>>>

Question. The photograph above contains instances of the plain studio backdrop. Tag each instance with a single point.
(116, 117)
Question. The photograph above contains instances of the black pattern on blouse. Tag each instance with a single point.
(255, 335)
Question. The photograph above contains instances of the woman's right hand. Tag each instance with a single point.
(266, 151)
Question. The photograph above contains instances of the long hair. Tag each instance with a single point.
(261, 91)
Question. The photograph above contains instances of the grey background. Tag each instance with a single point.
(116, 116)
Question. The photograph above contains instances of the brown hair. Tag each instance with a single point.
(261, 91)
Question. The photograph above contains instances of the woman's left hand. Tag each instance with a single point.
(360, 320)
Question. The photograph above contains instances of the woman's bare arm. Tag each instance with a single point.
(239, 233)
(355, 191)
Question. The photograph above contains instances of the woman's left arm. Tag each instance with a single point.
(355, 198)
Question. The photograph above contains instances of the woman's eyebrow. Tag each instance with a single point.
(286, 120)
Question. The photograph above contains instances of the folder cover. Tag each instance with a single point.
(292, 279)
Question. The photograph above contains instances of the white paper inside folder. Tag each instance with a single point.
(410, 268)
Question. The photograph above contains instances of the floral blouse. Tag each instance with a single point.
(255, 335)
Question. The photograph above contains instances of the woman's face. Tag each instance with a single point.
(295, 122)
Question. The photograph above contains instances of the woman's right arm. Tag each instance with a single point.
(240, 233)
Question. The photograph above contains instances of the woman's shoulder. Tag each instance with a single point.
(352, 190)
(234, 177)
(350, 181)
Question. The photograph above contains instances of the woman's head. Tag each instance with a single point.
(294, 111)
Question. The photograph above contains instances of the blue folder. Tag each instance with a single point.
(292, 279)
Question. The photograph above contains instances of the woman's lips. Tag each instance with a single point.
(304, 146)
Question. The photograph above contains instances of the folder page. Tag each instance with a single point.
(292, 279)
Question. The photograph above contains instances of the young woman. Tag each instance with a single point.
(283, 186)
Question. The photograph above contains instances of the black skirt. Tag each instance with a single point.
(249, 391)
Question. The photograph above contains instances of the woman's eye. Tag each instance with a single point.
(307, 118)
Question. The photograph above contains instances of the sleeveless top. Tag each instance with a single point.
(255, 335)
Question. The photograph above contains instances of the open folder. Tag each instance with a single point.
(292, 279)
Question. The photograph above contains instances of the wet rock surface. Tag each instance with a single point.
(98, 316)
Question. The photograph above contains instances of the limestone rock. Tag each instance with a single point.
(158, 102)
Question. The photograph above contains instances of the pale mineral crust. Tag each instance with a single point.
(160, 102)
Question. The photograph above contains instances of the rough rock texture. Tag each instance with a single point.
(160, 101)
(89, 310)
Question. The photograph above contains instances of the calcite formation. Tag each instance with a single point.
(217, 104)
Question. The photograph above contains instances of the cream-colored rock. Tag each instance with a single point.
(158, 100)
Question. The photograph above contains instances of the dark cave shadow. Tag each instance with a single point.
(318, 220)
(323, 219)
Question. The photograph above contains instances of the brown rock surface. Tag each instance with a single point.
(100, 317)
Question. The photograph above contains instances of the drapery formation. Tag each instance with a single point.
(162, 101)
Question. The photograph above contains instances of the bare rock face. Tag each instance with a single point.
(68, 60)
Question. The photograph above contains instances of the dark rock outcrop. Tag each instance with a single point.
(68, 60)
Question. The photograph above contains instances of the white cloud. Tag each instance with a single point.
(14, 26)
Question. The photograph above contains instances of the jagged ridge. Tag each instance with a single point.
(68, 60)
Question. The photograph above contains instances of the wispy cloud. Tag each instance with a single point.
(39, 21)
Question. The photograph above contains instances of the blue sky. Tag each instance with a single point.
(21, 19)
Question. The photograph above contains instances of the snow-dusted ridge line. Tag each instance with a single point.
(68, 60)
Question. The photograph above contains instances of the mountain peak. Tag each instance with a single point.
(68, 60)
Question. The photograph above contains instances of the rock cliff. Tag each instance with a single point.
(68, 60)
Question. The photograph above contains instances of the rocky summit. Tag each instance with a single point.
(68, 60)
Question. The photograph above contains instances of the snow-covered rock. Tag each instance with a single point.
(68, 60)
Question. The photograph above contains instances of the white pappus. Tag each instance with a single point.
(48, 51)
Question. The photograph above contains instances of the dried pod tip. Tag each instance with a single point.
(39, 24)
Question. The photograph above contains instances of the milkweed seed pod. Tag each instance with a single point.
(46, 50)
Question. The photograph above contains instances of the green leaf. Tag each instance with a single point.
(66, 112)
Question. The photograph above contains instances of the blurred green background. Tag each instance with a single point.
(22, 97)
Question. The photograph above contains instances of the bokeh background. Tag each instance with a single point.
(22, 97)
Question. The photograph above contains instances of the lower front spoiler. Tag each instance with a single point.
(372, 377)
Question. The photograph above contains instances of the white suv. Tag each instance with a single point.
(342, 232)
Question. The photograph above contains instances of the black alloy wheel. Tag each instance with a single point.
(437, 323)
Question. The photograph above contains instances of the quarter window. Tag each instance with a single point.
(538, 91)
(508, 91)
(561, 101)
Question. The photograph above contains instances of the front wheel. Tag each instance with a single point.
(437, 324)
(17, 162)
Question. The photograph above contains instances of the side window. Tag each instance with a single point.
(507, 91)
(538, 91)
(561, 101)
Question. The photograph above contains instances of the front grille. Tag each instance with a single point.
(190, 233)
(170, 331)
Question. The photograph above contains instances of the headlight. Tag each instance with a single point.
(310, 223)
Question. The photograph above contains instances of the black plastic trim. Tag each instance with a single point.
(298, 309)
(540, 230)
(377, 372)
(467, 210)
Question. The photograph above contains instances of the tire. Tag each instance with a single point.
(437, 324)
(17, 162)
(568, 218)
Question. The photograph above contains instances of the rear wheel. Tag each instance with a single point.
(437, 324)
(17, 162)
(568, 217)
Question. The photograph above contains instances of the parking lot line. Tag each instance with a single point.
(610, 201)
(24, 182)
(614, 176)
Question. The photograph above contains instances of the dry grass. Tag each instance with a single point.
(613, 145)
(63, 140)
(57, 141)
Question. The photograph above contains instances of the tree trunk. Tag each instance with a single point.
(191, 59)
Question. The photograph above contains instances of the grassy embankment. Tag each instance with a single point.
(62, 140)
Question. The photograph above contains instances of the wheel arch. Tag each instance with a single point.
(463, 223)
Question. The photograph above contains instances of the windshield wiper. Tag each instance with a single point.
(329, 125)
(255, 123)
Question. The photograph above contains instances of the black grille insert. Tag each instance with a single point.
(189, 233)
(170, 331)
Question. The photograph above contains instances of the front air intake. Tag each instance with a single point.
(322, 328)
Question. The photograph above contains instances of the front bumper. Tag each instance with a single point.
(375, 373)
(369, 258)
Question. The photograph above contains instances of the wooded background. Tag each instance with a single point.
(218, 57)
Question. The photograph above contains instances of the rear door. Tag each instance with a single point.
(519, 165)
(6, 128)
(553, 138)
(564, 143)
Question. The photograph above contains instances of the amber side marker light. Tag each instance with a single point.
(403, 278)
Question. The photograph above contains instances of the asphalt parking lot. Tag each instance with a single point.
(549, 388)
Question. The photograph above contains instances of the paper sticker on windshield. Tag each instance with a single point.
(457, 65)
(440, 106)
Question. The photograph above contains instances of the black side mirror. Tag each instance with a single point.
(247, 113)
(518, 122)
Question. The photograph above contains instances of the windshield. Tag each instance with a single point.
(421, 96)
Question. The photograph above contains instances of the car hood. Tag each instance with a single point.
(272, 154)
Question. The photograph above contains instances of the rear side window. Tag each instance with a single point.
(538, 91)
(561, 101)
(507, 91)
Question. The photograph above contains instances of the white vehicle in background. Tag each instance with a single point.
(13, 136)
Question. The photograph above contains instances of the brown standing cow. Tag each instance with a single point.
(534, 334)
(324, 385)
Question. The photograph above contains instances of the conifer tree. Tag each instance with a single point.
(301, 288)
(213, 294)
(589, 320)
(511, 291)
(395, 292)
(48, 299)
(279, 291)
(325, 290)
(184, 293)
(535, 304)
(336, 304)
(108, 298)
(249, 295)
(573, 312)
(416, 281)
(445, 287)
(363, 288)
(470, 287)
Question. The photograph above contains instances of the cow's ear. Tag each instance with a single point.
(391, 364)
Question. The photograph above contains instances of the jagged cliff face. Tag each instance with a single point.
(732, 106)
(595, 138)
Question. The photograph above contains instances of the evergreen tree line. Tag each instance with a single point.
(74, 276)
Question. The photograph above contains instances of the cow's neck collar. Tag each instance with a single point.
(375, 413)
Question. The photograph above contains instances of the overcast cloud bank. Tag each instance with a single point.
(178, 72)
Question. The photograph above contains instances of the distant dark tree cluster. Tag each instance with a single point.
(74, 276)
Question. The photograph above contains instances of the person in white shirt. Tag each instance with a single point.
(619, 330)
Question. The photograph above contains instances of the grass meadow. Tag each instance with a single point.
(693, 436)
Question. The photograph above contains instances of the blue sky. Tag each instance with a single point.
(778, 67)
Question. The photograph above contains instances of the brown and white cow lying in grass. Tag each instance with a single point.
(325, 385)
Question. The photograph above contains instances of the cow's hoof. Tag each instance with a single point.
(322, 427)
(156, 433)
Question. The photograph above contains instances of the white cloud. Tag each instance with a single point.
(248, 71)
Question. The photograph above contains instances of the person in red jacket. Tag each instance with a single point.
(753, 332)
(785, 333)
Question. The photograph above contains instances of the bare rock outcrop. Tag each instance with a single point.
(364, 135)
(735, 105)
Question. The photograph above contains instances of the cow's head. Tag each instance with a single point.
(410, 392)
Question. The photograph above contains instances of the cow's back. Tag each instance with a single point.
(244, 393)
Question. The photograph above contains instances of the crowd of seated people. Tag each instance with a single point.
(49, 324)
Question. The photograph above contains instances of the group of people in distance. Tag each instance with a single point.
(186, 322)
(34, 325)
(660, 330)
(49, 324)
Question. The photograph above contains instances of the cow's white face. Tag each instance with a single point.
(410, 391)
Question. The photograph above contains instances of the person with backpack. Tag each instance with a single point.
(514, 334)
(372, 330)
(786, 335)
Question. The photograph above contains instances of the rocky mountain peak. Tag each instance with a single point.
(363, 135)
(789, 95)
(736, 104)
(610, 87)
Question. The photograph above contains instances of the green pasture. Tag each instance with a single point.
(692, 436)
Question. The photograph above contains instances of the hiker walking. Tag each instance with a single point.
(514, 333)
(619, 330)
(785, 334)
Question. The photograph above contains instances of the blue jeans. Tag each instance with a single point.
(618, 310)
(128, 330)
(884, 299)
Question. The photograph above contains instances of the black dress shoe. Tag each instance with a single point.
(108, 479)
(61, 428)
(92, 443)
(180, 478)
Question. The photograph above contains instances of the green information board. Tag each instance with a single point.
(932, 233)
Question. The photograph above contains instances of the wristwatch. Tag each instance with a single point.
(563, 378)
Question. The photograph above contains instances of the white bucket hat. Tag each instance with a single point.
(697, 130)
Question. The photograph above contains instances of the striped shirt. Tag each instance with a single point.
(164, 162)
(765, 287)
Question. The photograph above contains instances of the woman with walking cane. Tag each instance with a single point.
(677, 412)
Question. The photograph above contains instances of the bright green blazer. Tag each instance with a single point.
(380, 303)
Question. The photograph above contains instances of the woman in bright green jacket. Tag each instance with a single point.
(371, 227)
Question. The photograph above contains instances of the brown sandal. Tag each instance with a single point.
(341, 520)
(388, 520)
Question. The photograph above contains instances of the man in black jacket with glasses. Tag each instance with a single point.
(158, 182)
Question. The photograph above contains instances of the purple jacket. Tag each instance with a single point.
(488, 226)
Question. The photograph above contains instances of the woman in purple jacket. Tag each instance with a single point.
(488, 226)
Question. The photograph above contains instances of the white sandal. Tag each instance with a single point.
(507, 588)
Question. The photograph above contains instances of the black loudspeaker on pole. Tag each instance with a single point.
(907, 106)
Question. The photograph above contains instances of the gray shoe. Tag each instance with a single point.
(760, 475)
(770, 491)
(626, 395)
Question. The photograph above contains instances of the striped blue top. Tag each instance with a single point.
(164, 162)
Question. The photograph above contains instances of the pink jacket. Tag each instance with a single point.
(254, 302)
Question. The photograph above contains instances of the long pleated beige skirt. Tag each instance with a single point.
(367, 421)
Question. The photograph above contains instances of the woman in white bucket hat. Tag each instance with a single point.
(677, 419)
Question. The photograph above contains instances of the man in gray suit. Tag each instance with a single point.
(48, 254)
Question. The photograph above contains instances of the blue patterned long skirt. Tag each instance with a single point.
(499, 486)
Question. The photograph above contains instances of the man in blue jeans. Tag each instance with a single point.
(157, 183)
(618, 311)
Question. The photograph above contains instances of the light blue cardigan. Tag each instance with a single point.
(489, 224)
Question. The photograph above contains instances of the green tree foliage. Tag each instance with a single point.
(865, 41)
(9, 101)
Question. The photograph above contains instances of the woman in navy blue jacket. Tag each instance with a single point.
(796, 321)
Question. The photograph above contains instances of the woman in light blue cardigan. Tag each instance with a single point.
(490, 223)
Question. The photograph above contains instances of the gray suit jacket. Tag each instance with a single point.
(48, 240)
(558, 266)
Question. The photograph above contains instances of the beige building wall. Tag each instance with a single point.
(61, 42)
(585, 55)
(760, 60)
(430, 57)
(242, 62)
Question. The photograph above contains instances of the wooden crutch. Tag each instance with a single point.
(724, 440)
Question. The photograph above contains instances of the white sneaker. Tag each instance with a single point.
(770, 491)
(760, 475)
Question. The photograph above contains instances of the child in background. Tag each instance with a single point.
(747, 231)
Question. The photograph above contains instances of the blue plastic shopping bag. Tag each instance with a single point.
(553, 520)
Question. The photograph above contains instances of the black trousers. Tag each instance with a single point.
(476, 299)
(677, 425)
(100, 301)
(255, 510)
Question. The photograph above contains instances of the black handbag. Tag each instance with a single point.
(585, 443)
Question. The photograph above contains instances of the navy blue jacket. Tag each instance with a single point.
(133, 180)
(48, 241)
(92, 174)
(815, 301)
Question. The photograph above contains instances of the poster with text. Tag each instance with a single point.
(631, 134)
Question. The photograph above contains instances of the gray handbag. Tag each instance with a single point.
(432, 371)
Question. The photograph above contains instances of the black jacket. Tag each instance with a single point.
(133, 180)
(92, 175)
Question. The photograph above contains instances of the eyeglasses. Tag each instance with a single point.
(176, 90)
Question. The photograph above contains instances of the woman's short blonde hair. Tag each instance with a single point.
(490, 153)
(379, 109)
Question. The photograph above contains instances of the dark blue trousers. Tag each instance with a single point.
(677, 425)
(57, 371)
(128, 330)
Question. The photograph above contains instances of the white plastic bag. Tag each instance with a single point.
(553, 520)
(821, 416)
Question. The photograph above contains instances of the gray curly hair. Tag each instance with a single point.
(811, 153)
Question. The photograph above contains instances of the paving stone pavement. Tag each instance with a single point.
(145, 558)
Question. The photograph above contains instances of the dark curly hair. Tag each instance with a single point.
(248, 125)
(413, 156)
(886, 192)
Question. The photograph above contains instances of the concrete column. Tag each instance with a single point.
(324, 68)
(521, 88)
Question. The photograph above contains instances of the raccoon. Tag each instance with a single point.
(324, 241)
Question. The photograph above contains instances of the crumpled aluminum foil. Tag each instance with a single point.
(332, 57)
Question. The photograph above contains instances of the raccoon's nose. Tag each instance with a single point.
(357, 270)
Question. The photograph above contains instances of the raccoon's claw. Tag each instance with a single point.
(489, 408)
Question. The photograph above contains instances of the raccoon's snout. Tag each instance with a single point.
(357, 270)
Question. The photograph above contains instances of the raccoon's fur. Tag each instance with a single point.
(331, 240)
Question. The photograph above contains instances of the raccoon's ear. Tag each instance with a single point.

<<<

▶ _THE TASK_
Produce an exact repeat of the lines from the one containing "the gray curly" through the last line of the data, and nothing more.

▶ _WORKED SOLUTION_
Question. The photograph above contains instances of the gray curly hair. Tag each instance with a single point.
(811, 153)
Question. The photograph above contains instances of the paving stone pavement. Tag each instance with a single point.
(145, 558)
Question. The photograph above contains instances of the dark curly hair. Tag each instance with a single point.
(248, 125)
(413, 156)
(886, 192)
Question. The photograph above contains instances of the concrete column. Tag each instance with a single point.
(324, 68)
(521, 88)
Question. The photograph above contains instances of the raccoon. Tag each instance with a single point.
(324, 241)
Question. The photograph above contains instances of the crumpled aluminum foil. Tag each instance with a single point.
(332, 57)
Question. The photograph above contains instances of the raccoon's nose. Tag each instance with a single point.
(357, 270)
Question. The photograph above contains instances of the raccoon's claw. Tag each instance with a single point.
(489, 408)
Question. The photograph above contains instances of the raccoon's snout. Tag each instance with a single point.
(357, 270)
Question. The photograph above contains instances of the raccoon's fur. Tag each instance with a single point.
(331, 240)
Question. The photograph above contains instances of the raccoon's ear. Tag each instance with a single point.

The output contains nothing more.